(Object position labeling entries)
----

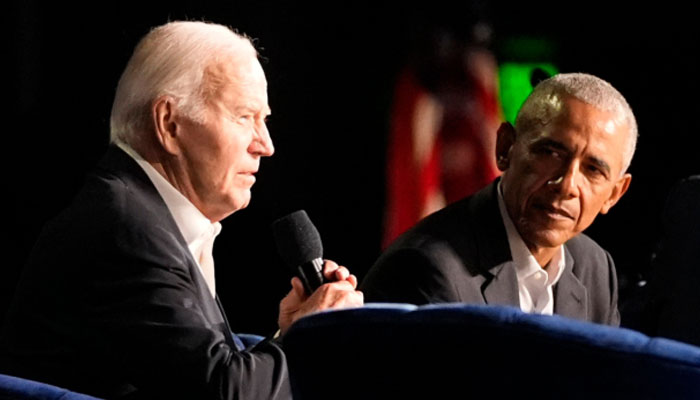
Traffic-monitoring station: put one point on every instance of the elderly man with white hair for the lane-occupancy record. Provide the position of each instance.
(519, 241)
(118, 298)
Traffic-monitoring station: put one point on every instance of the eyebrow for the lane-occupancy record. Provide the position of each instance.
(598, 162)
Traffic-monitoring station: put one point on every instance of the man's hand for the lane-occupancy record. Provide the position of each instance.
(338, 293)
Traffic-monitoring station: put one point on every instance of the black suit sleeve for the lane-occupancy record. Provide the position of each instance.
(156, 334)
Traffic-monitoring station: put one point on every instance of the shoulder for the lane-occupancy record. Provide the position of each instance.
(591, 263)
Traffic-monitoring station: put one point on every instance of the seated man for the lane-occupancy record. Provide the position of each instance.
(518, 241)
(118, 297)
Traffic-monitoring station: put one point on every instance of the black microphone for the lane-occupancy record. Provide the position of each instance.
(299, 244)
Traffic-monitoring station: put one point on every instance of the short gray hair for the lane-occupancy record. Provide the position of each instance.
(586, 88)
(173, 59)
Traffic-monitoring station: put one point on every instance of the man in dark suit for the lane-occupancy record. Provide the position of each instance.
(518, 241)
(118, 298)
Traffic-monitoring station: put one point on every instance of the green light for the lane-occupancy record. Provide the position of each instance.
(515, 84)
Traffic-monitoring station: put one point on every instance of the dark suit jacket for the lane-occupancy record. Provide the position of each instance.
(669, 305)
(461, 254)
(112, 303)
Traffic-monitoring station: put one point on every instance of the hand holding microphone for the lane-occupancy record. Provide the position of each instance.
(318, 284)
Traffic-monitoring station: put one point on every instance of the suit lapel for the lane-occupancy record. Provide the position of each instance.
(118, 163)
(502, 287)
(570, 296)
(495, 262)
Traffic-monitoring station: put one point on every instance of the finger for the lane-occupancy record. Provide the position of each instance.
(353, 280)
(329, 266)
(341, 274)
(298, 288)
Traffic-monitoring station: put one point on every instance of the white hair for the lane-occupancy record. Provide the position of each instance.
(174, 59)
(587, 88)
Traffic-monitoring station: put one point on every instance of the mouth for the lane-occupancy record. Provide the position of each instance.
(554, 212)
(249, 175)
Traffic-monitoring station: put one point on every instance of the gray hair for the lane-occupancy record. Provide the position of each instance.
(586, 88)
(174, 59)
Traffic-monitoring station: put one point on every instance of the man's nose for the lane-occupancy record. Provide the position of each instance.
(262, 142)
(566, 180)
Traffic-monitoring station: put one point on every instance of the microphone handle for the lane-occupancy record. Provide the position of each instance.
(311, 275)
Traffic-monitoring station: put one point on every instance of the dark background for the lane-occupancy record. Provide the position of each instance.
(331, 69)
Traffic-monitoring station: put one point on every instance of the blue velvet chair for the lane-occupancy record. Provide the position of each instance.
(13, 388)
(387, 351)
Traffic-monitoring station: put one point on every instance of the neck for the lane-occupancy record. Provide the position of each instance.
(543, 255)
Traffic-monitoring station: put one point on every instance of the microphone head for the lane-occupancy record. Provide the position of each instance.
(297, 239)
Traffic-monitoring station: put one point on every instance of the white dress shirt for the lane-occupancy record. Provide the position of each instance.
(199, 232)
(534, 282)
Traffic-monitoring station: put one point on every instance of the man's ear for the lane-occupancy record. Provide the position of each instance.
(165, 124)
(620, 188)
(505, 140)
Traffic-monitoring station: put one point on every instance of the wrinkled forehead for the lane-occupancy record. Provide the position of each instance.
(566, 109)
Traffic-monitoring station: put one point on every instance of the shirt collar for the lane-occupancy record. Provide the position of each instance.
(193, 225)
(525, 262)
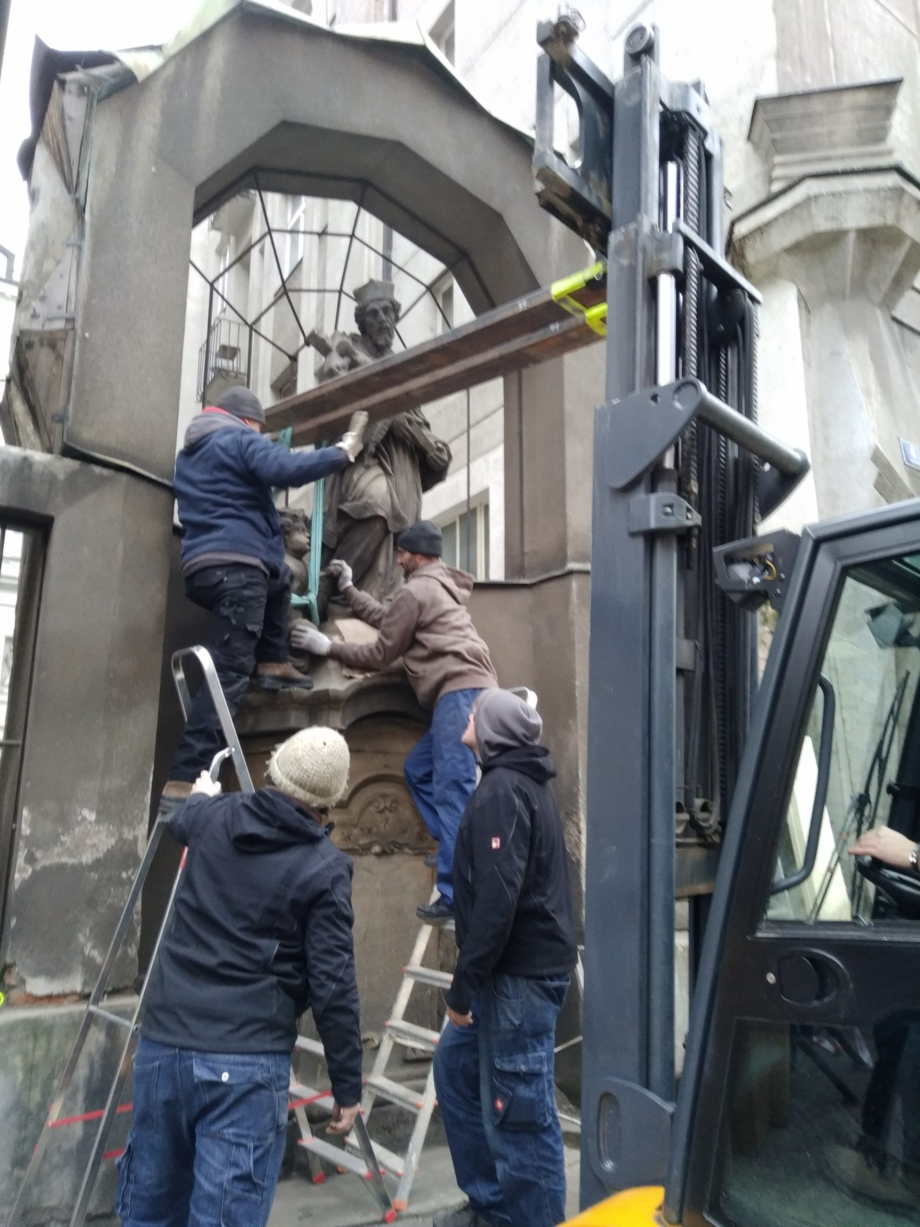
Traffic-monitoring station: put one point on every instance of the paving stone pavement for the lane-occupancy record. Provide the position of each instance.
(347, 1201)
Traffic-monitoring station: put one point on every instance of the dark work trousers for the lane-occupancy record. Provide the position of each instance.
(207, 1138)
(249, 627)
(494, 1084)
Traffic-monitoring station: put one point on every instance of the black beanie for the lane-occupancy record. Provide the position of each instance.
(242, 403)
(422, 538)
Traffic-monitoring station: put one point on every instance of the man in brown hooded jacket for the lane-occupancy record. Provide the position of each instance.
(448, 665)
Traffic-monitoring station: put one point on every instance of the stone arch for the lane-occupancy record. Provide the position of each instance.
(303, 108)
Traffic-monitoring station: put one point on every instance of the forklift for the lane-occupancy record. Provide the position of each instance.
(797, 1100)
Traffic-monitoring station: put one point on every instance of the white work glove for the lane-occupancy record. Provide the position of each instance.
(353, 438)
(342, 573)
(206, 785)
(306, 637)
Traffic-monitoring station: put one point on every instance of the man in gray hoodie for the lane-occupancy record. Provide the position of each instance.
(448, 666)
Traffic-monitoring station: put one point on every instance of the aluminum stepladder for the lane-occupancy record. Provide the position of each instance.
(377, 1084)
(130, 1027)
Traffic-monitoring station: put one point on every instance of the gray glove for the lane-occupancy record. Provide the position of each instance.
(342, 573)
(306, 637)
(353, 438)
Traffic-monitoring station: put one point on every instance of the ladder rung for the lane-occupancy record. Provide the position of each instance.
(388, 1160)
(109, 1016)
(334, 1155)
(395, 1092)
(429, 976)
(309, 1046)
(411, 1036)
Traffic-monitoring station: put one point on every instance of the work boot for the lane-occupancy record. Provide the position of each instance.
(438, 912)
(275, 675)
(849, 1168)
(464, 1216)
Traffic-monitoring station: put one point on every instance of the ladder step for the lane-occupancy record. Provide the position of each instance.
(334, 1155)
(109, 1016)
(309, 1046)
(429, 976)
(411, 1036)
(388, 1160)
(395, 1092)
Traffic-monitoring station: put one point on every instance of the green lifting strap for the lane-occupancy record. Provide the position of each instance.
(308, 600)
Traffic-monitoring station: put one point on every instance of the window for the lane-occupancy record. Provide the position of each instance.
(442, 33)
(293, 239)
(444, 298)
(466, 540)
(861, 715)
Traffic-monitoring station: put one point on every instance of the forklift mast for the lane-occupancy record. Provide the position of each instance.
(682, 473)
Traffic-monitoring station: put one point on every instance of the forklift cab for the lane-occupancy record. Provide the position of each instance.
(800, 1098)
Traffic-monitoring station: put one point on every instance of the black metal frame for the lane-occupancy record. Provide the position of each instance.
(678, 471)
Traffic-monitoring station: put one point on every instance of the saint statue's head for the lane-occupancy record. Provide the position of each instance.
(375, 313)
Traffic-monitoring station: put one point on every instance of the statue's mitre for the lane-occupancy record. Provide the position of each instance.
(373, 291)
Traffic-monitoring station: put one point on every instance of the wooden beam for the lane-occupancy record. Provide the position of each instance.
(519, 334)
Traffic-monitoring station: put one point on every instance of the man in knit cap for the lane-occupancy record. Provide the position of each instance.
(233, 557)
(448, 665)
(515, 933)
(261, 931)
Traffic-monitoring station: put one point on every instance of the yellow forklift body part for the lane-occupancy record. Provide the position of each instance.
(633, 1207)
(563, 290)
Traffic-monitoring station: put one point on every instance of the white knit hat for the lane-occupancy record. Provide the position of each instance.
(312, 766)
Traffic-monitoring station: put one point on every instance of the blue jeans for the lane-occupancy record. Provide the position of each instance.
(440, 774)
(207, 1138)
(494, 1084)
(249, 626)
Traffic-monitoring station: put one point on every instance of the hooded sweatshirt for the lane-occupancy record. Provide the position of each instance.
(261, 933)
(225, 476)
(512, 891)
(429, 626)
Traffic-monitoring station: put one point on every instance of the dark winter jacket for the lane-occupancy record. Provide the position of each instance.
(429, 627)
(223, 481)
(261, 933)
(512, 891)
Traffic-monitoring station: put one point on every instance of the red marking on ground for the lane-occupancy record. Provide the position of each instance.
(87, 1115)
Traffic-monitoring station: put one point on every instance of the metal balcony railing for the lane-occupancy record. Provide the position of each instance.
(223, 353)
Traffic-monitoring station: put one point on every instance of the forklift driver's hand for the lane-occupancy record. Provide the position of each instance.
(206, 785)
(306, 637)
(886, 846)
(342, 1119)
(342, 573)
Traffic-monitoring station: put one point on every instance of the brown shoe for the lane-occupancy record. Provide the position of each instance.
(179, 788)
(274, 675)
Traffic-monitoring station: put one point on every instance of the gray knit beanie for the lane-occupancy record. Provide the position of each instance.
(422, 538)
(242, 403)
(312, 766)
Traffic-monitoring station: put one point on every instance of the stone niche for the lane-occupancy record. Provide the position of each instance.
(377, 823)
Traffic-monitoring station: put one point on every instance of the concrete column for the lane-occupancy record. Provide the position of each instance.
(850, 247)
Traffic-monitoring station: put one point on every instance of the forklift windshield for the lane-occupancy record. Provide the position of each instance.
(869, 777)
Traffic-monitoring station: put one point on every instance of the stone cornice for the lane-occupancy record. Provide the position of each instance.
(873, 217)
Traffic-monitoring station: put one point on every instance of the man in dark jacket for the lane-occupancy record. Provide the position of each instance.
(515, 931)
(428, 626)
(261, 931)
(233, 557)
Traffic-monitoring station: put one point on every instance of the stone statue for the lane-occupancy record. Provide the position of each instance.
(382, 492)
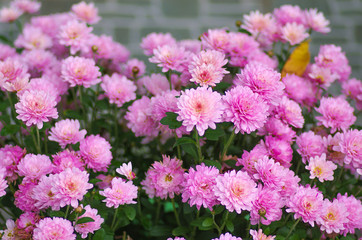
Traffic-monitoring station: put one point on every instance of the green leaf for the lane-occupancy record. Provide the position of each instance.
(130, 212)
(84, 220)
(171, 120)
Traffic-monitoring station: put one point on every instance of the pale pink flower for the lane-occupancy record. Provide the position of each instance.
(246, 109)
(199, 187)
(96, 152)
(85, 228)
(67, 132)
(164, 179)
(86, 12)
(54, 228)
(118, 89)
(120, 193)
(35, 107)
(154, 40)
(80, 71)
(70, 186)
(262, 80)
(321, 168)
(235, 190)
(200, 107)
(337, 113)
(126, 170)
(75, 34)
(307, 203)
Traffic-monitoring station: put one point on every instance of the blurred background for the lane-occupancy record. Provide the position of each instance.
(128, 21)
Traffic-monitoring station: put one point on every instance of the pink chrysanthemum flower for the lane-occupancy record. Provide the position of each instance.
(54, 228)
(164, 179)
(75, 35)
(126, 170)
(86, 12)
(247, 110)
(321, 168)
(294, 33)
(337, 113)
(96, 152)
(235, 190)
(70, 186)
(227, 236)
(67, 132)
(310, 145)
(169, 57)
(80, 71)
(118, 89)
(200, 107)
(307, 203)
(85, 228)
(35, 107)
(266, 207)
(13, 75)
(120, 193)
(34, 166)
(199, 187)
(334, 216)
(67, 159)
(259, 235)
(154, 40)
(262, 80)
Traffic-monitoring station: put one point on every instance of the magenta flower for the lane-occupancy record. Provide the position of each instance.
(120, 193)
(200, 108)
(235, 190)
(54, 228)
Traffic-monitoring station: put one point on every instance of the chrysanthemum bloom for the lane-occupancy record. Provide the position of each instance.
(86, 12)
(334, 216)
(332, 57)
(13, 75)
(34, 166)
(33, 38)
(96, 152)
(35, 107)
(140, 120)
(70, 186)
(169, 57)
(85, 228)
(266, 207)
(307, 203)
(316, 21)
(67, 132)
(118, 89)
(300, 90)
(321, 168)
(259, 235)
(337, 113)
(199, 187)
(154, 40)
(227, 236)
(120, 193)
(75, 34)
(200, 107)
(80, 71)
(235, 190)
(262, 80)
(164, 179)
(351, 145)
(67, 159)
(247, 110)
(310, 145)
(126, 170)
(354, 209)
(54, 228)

----

REQUIRED TASK:
Retype, word for word, the lines between the one containing "the forklift cab" and the one containing "(800, 1098)", both included.

OUTPUT OF THE TASK:
Traffic-monitoring station: put one point on every instance of the forklift cab for the lane-occupancy record. Provide the position of each instance.
(800, 1098)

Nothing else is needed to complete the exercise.